Saisi de l’affaire par dossier établi le 21 mai 1957 portant le numéro d’enregistrement 139.1.42, le commandant de la subdivision territoriale d’Alger en matière de justice militaire ne daigna pas ouvrir ne fût ce qu’une procédure d’information En fait de parachutistes, la horde vengeresse qui avait immédiatement accouru vers le chemin Vauban et la rue Polignac, était commandée par un gradé (commandant) d’une unité territoriale, indique le procès-verbal établi à la demande du commissaire d’arrondissement Lafarge Maurice et de son officier Soudaye Maurice.
En effet, le procès-verbal établi par le commissariat d’arrondissement ne laissait subsister aucun doute sur l’origine « pied-noir » du commandant qui dirigeait les commandos de la mort. Bien mieux ! Il était commandant d’une unité territoriale. Par quelle étrange procédure commandait-il, ce soir-là des soldats appartenant à un détachement du 1er R.C.P. ? Quel était son nom ? On ne le saura jamais.
Quel rôle occulte jouait-il chez les paras ? Ce sont des questions de ce genre que nous eussions souhaité trouver dans le procès-verbal du commissariat.
Pour ceux qui l’ignoreraient encore, les U.T. (Unités territoriales) étaient des formations militaires dont les effectifs se composaient uniquement, plutôt exclusivement, de « pieds-noirs» disposant d’armes sophistiquées et même parfois de cuirassiers comme leurs homologues les Unités Territoriales Blindées (U.T.B.) dont le commandement avait été confié en 1956 au général Faure, l’homme qui avait failli renverser la 4e République avant l’heure.
U.T.B. et U.T. étaient à vrai dire, des unités combattantes dont les effectifs n’exerçaient pas à temps plein mais par période allant de 45 jours à trois mois. Ceci ne les dispensait pas de garder armes et munitions par devers eux en permanence. Outre cela, les paras qui s’étaient rués sur les paisibles musulmans se trouvant à proximité, connaissaient mal l’endroit. Ce fut un « pied-noir», encore un , qui leur servit de guide. Son nom, Ferrer Robert, demeurant à Hussein Dey. Si cela se trouve, C’était un homme qui, familier des Algériens, n’hésitera pas un seul instant, le lendemain du massacre, à aller goûter au couscous familial auquel les Algériens invitaient volontiers leurs amis « pieds-noirs».
Les représailles
Dans la guerre urbaine, ce ne sont pas les ressources qui manquent : ruses, subterfuges, malignité etc… constituent toute une panoplie pour ceux qui ont à cœur d’envenimer l’atmosphère d’une ville. Mais la bombe c’est avant tout le choc inattendu qui ébranle.
Le recours à l’usage de la bombe nous était donc vital . Alors, j’expédiai en le diligentant un message à Chérif Debbih (Si Mourad) pour lui demander de se tenir prêt à intervenir en urgence dans une action de représaille devant venger nos frères morts , au chemin Vauban.

Données enregistrées
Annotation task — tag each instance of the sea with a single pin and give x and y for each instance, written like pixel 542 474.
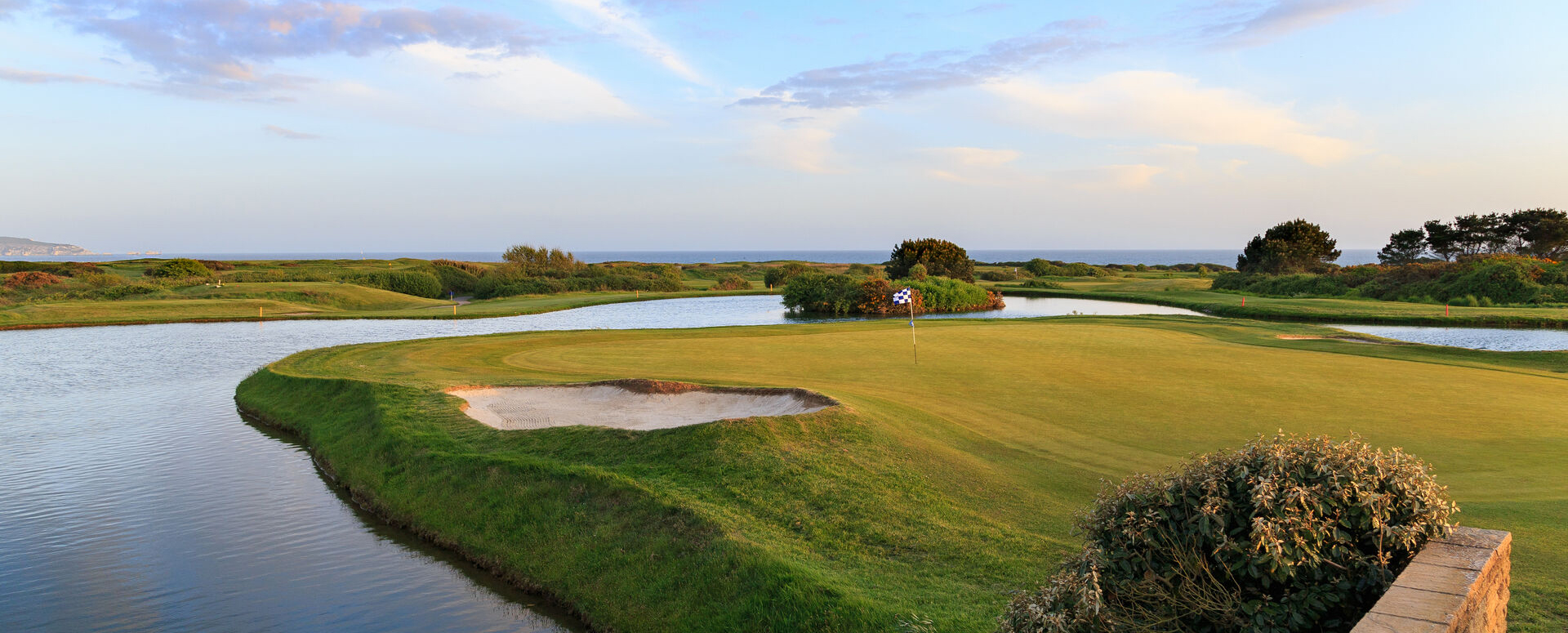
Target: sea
pixel 1087 256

Travail à faire
1. Recopiez le passage de l'extrait sur le massacre du chemin Vauban qui commence par « En effet, le » et se poursuit jusqu'à « procès-verbal du commissariat. ».
2. Prolongez l'extrait sur le massacre du chemin Vauban en reprenant après sa dernière phrase.

Résultats des exercices
1.
En effet, le procès-verbal établi par le commissariat d’arrondissement ne laissait subsister aucun doute sur l’origine « pied-noir » du commandant qui dirigeait les commandos de la mort. Bien mieux ! Il était commandant d’une unité territoriale. Par quelle étrange procédure commandait-il, ce soir-là des soldats appartenant à un détachement du 1er R.C.P. ? Quel était son nom ? On ne le saura jamais.
Quel rôle occulte jouait-il chez les paras ? Ce sont des questions de ce genre que nous eussions souhaité trouver dans le procès-verbal du commissariat.

2.
On m’avait soumis quelques temps auparavant, un plan consistant à bourrer d’explosif des lampadaires de l’éclairage public implantés dans divers endroits de la ville européenne, mais pour une raison de peu d’importance, je dus en reporter l’exécution.
L’idée des lampadaires était née lors d’une discussion informelle entre membres du réseau des bombes. C’était un jeune employé des P.T.T., membre du réseau, qui en avait suggéré le principe.
Sa suggestion fut adoptée et on entreprit aussitôt d’en fignoler les contours. Le projet, prêt à l’exécution, fut mis sous le boisseau. Et voilà qu’il refaisait surface. Mais cette fois c’était la bonne. Les cibles furent choisies, elles étaient au nombre de trois. Donc exigeant trois équipes (légères) d’artificiers et un accoutrement idoine . Comme l’éclairage public relevait de la competence de I’ E.G.A. (Electricité et gaz d’Algérie) l’uniforme des employés de cette grosse firme suffirait à faire passer nos « plombiers » du réseau des bombes pour de vrais agents de l’E.G.A. Pour ce faire, la mise au point du projet exigea huit jours pleins de travail méticuleux :
Sélectionner les agents pour le transport des charges, pour fixer les itinéraires à leur acheminements près des cibles etc….
Trois hommes furent choisis pour cette phase préparatoire Zmenzer Nourredine et Mehdaoui Abdenour, tous deux employés des P.T.T., et Stasaïd Mohamed, un jeune dynamique et vaillant membre à la fois du réseau et des groupes armés.
Par ailleurs, Zmenzer et Mehdaoui n’étaient pas des nouveaux venus. En tant qu’agents de maintenance des câbles téléphoniques et télégraphiques « au-dessus de tout soupçon » et bénéficiant des facilités d’accès liées à leur profession, ils avaient déjà pu introduire au mois de décembre 1956 des bombes qui, en explosant, avaient paralysé une bonne parties des services techniques de la ville.
A l’approche du jour «J», la fièvre des préparatifs augmente. Les équipes transport et artificiers, sont déjà formées.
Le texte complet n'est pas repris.